Brief 1 | According to the burnout transcript, which two events in Megan Neff's life happened within the same six months?
Brief 2 | Continue the burnout transcript from the point where it stops.

[Page text Boundary: Start]

PATRICK CASALE: Yeah, limited in our abilities. So, each thing creates this additional notch, each thing creates this additional level of pressure, and overwhelm, and stress, and dread. And then of course, your ability to combat depression, anxiety, fatigue, etc. just diminishes greatly because your reserves and your resources are just gone.

MEGAN NEFF: Yeah, yeah, absolutely, absolutely. Okay, so this does remind me of the article that I think was like a 2022 or 23 release. Of course, I can't remember the authors off the top of my head, but we'll link it in the notes. But it was looking at the risk factors and protective factors of burnout. And I loved…

And I think at this point it was kind of hypothetical, I think, it was a theoretical paper that they're now going to be doing some study on, but I really loved the breakdown of that way.

So, one of the risk factors was, like, co-occurring health conditions, co-occurring mental health conditions. But other things that we've talked about like alexithymia and interoception. I mean, it makes so much sense when I saw that, that alexithymia was on there, or like lack of self-awareness. But I wouldn't have necessarily thought of that, like, on my own. And I was like, "Oh, that's really interesting."

But it makes sense, right? If we struggle with self-awareness, especially, body awareness, we're not as tuned in to our cues of when we're burning out or when we're fatiguing. And so that was one of the things that I thought was interesting was just that connection of self-awareness to burnout, which self-awareness and masking are also related. Like, self-awareness just keeps showing up as, like a pretty key factor for our wellness, I think, as autistic people.

PATRICK CASALE: Yeah, it makes a lot of sense, because if you're not able to identify certain emotions or sensations, and they continue to build up, and you continue to push yourself past that ability to manage them, it's going to lead to this feeling of burnout or this experience where it's just like, wave the white flag, right? Like, I can't do this right now.

And yeah, I think this topic feels really heavy, because I think so often we're just like, "We need a solution. We need to figure out why. How can we get out of this house?" Like you said, "How can I dig myself out from this hole?" And then you compare that or contrast that with this feeling of like, there isn't a way out. Like, there's no way out of this. Do you ever feel that way?

MEGAN NEFF: I do. And it actually took me a while to tease this out, I think, for a long time, because my long COVID exposure and my autism discovery happened within the same six months. I think I was misattributing a lot of my long COVID to autism. Like, my autism diagnosis was after actually overshadowing my long COVID.

So, for me, that I'm never going to dig out is mostly related to the long COVID stuff and to the chronic. So, yeah, chronic health.

And yeah, that's a pretty terrible feeling of like, what am I? I'm 39. And my body feels like it's like 85. But, yeah.

I do have some hope. Like, if I didn't have any hope I wouldn't be trying to make readjustments this year. So, I'm at a point, I did some kind of deep meditation around this. I think this is my year. I think if I don't reverse the cycle I'm in this year then the next decade will be really rough for me. I think if I'm able to reverse some patterns, and get into a healthier cycle, then I do have some hope. Yeah.

[Page text Boundary: End]
[Data excerpt Boundary: Start]

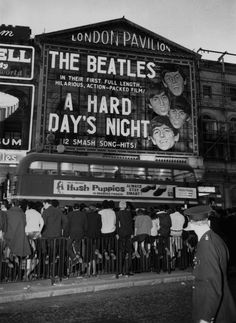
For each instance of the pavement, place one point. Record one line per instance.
(19, 291)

[Data excerpt Boundary: End]

Your response 1 | Her long COVID exposure and her autism discovery.

Your response 2 |
PATRICK CASALE: Yeah, that's a really powerful thing to name and to recognize. It kind of makes me think of the Tarot reading that I did the other day, because it's what it was all about, was like, figuring out ways to set buffer time or boundaries around my time when I say yes to protect my energy. And the person doing the reading was like, "If you don't change this, this is going to destroy you in the next couple of years. Like, you have to change this."

And the final card that they pulled was like this communal community storytelling, sharing wisdom card. And it's like, "Oh, my God, Megan and I are trying to create this community, but neither of us have the time or the energy to create this community."

And it just made me realize, like, how important protecting time and energy is. And how poorly a job I do that so often where like, I thought to myself, I'm going to do this solo trip when I get done with all this travel, and hosting, and retreats, and all the stuff that I'm doing. I'll take myself somewhere that I really want to go, and I'll just drop in, and I'll get really, like, connected and disconnected. And it'll be wonderful. And I so need it.

And instead I booked a trip to Romania with my dad, where like I have to attend, and host, and plan, and do all of the things that are essentially destroying me.

So, my goal for this year, even though we talked about intentions in a previous episode, is to be almost ironclad with the things that I am now going to say yes and no to, because, like you just said, if I don't make some changes, the next 10 years are going to be really hard for me, too.

MEGAN NEFF: And that's a hard thing to hold in mind, like when the urgency and immediacy of the moment, right? Especially, as ADHDers. Like, our future self feels so non-existent. So, to hold that future self in mind when present self is making decisions, like I'm going to say yes or no to this. That's really hard.

I've been practicing kind of a meditative, like, the what I do. It's kind of like stream-of-consciousness meditative practice I do before sleep. And I'm distinctly playing out, like, these two lives of what the next 10 years could look like for me.

And I have to do some sort of exercise like that to keep my future self front and center. Otherwise, present self-urgency, immediacy, novelty is always going to win. And that's frankly part of what's kind of destroying me.

Yeah, we haven't really talked about that, about how like ADHD fuels burnout. Like, ADHD fuels autistic burnout, because novelty, urgency. Like, why did you say yes to Romania? Was that like a people-pleasing thing? Like, was that a novelty thing? Was it combo?

PATRICK CASALE: I just explored this in depth with my therapist, Leslie. I think that it was some people pleasing. But I also think there's an inner child part of me that's, like, excited that my dad wants to do something and wants to travel. And I'm like, "Oh, my God, that's so exciting."

And I don't have any buyer's remorse about it. But in hindsight, I should have stuck to my plan, which was like, go somewhere solo, drop off the grid, you have just got done with five months of attending, and attuning, and hosting, and you're going to need it. And of course, that's not what I did.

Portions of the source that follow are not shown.